PROVIDED TEXT:
★ ★ ★
OPINION
BILLINGS, Judge:Danny Griego appeals his convictions of two counts of assault by a prisoner, a third-degree felony, in violation of Utah Code Ann. § 76-5-102.5 (1995), and one count of interference with an arresting officer, a class B misdemeanor, in violation of Utah Code Ann. § 76-8-305 (1995). Specifically, Griego claims that the trial court erred in not dismissing the charges against him because the State failed to prove essential elements of the crimes. Griego also claims the trial court erred in giving several jury instructions. We affirm.
FACTS
At 11:28 p.m., on July 14, 1992, Deputy Haussler of the Salt Lake County Sheriffs Office received a call from dispatch about a possible assault or domestic violence situation. Dispatch informed him that a witness reported seeing a male pull a female into a green and white pickup truck. This report included the truck’s license plate number, the name of defendant as the truck’s owner, as well as where the truck was last seen and which direction it had been going. After unsuccessfully trying to locate the vehicle, Deputy Haussler received another report from dispatch telling him to check on the whereabouts of one Julie Pierce, the alleged victim of the abuse, to ensure that she was not being held against her will. Dispatch also informed Deputy Haussler of Pierce’s possible location.
A few minutes later deputy Haussler arrived at the location given to him by dispatch where he met Officer Bertram. Both officers were wearing uniforms and driving marked police cars. Deputy Haussler went up to the home and spoke with David Griego, the defendant’s son. Officer Haussler explained to David that he was looking for Pierce and defendant. In response, David told Officer *1005Haussler that his father drove a green pickup truck, that Pierce was his father’s girlfriend, and that he did not know where they were. The two officers left defendant’s home. Shortly thereafter, the two officers were again contacted by dispatch, informing them that the truck they were searching for had been seen at the home they had just left. They quickly returned to defendant’s home.
When they arrived, both officers approached the front door of the house, which was open. The officers could see the defendant’s son, defendant’s teenage daughter, and a man they believed to be defendant sitting in the front room. Deputy Haussler also noticed that defendant was holding a beer and appeared intoxicated. The officers also reported seeing someone’s shadow in a nearby hallway.
★ ★ ★
EXCERPTED RECORDS:
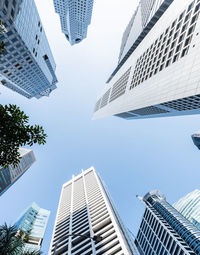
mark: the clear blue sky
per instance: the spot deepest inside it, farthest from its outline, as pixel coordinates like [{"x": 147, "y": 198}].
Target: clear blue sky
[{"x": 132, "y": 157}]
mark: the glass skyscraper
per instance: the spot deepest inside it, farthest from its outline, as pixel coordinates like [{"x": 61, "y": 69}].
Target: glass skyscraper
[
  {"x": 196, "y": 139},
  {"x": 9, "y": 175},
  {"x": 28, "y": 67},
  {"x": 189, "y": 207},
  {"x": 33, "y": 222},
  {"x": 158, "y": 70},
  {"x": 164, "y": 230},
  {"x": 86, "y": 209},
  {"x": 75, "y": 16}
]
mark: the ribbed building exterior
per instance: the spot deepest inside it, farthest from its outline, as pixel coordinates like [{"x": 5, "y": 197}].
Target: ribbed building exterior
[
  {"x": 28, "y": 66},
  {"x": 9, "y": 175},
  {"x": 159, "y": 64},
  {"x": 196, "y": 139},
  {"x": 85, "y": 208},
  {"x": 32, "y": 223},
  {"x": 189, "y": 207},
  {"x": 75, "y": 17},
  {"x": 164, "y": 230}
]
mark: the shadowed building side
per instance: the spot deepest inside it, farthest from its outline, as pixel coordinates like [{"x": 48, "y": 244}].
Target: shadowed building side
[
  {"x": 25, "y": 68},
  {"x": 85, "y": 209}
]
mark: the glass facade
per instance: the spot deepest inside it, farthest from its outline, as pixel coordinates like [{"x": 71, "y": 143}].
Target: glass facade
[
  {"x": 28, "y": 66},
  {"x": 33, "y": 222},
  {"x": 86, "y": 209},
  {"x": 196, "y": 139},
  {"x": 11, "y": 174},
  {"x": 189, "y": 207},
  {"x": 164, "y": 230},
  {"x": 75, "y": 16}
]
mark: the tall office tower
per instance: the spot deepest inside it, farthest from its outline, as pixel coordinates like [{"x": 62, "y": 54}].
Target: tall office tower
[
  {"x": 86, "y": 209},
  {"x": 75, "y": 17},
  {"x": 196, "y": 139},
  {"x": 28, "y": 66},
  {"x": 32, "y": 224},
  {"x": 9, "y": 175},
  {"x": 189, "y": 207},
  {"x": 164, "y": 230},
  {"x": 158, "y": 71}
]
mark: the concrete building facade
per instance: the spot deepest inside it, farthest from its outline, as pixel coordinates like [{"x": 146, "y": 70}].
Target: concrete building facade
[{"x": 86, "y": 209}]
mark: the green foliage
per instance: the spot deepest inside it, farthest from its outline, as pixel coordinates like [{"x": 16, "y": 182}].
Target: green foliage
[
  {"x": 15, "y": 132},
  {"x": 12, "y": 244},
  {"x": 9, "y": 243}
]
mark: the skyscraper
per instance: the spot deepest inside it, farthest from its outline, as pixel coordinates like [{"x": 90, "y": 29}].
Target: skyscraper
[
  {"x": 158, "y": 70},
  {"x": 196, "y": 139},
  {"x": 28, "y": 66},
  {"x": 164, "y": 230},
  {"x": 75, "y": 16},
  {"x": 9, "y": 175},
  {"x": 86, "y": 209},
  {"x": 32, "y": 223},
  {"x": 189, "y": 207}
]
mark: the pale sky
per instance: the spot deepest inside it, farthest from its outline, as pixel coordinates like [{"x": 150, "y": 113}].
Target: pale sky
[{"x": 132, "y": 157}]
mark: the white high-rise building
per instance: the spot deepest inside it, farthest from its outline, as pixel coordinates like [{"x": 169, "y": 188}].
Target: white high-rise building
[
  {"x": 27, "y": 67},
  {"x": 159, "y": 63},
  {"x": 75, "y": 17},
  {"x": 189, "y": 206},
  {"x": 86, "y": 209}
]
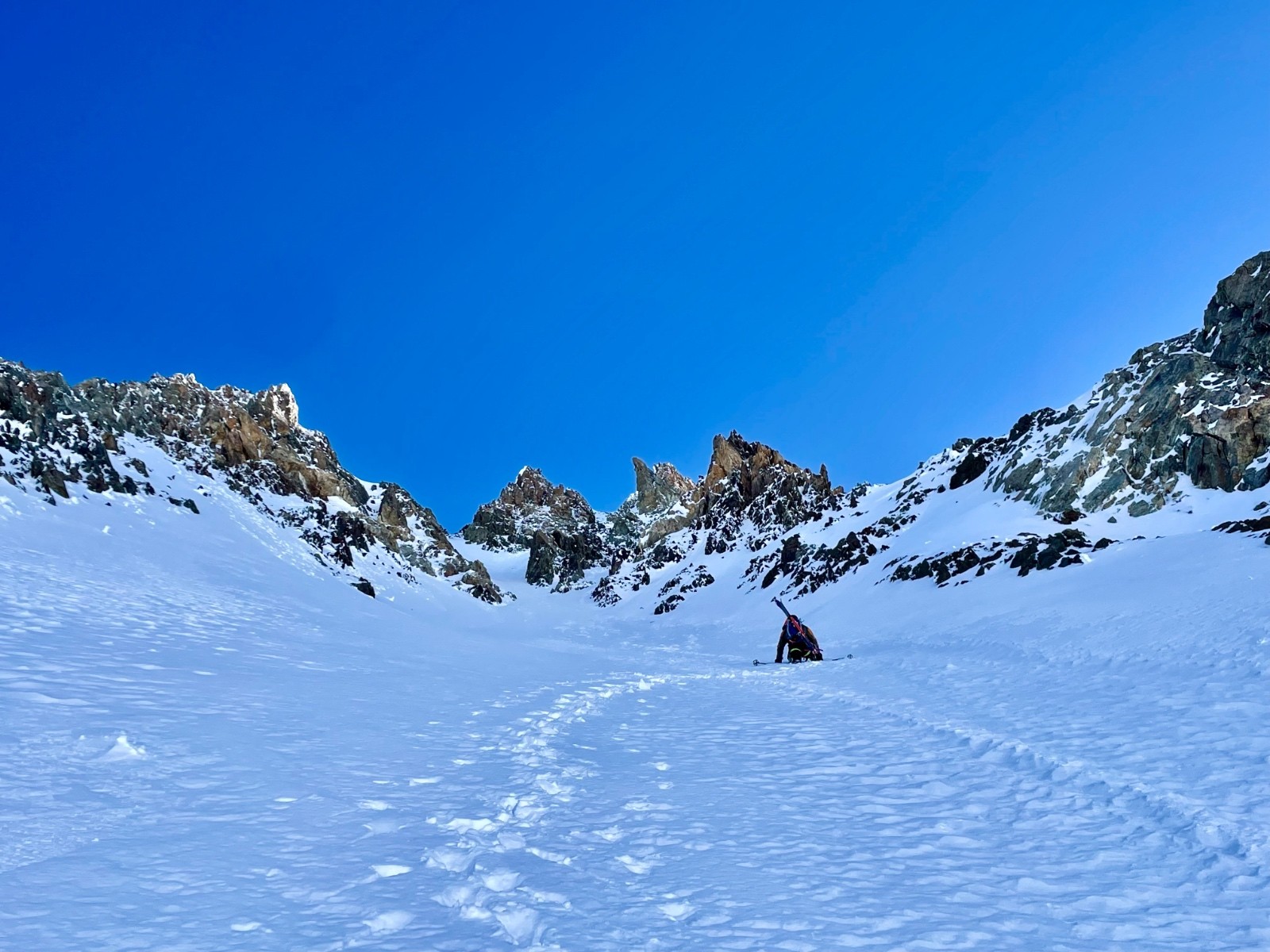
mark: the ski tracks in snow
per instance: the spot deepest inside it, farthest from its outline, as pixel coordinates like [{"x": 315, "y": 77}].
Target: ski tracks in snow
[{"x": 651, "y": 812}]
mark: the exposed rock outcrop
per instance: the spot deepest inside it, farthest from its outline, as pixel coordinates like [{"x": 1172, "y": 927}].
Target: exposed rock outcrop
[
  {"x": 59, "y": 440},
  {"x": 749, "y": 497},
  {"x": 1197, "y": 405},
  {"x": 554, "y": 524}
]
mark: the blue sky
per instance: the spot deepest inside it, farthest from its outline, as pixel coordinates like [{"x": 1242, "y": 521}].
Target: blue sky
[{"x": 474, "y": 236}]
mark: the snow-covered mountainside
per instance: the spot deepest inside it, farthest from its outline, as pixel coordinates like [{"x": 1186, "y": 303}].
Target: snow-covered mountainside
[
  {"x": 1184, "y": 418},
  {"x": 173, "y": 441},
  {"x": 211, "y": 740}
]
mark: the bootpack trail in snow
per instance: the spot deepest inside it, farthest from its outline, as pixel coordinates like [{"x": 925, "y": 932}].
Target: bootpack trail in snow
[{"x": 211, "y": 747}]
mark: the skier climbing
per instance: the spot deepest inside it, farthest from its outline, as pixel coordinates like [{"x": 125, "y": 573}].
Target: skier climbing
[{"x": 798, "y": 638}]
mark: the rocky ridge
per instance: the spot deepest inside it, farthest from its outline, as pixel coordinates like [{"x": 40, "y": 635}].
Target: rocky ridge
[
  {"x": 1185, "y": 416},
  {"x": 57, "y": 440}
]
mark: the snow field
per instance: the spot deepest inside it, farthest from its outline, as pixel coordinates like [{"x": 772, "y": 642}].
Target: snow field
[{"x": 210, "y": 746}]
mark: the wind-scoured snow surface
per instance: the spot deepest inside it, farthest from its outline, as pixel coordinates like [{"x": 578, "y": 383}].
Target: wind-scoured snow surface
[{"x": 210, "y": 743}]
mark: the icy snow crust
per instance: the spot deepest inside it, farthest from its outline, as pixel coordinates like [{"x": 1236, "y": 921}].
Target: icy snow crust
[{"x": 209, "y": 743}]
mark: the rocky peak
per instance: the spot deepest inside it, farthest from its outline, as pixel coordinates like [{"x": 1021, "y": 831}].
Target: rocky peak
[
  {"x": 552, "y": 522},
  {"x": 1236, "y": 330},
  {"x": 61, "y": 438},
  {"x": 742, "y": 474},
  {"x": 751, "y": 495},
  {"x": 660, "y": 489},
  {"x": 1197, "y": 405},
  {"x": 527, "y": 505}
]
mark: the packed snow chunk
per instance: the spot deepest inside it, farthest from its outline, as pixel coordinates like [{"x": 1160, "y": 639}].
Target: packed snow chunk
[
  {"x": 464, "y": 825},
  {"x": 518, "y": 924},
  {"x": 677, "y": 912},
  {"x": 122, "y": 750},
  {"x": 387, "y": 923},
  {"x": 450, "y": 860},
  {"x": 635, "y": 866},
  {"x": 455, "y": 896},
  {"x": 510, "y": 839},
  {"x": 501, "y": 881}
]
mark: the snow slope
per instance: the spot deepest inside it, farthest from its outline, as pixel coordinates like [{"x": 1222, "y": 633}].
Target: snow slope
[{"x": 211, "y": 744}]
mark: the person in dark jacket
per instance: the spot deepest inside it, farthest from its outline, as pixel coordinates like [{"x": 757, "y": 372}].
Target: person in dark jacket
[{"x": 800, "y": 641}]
★ ★ ★
WORK TO DO:
a – Reproduce the passage of the court opinion that begins with the words containing "A few minutes" and ends with "to defendant’s home.".
b – Write the next part of the court opinion, picking up after its last sentence.

EXPECTED OUTPUTS:
a –
A few minutes later deputy Haussler arrived at the location given to him by dispatch where he met Officer Bertram. Both officers were wearing uniforms and driving marked police cars. Deputy Haussler went up to the home and spoke with David Griego, the defendant’s son. Officer Haussler explained to David that he was looking for Pierce and defendant. In response, David told Officer *1005Haussler that his father drove a green pickup truck, that Pierce was his father’s girlfriend, and that he did not know where they were. The two officers left defendant’s home. Shortly thereafter, the two officers were again contacted by dispatch, informing them that the truck they were searching for had been seen at the home they had just left. They quickly returned to defendant’s home.

b –
At this point Deputy Haussler explained who he was, why he was there, and asked defendant to come outside and speak with him and Officer Bertram. Officer Haussler testified that he wanted to talk with defendant outside so as to alleviate any stress in the situation as well as to separate defendant from Pierce to avoid any confrontations. Defendant refused the request in vulgar and obscene terms. Deputy Haussler asked defendant to come outside at least two additional times. Defendant responded with the same vulgar refusals. Ultimately, the officers went into defendant’s home, walked over to defendant and each grabbed one of defendant’s arms. While this was occurring, Officer Bertram reported seeing a female standing back in a hallway area. The two officers then escorted defendant out of the home while he flailed his arms and yelled obscenities.
Because of defendant’s physical and verbal tirade, Deputy Haussler determined it would be imprudent simply to release defendant on the porch of the home and talk with him as , he had originally planned. Instead, the officers escorted defendant to Deputy Haussler’s car using a “control hold” on defendant’s arm in order to conduct their investigation in a safe environment. Despite the officers’ continued requests to defendant to “calm down” and their statements that they only wanted to talk to him, defendant continued to struggle and yell obscenities, drawing the attention of several neighbors.
Once the officers reached the patrol car with defendant, Deputy Haussler bent defendant over the hood to keep him under control. While bent over the car, defendant continued screaming obscenities and yelling at his daughter and his neighbors to get a camera because “they are beating me like Rodney King.” Furthermore, once bent over the car, the defendant began kicking wildly behind him, striking Deputy Haussler with his feet several times. Eventually, due to defendant’s continued violence, Deputy Haussler placed defendant under arrest and handcuffed him.
During this fracas, defendant’s daughter, Cara, went inside the house, retrieved a camera, and began photographing the events occurring between defendant and the officers. After several warnings to move back and stop interfering, which she disobeyed, Officer Bertram left defendant after he was under control and placed Cara under arrest for interfering with an arresting officer.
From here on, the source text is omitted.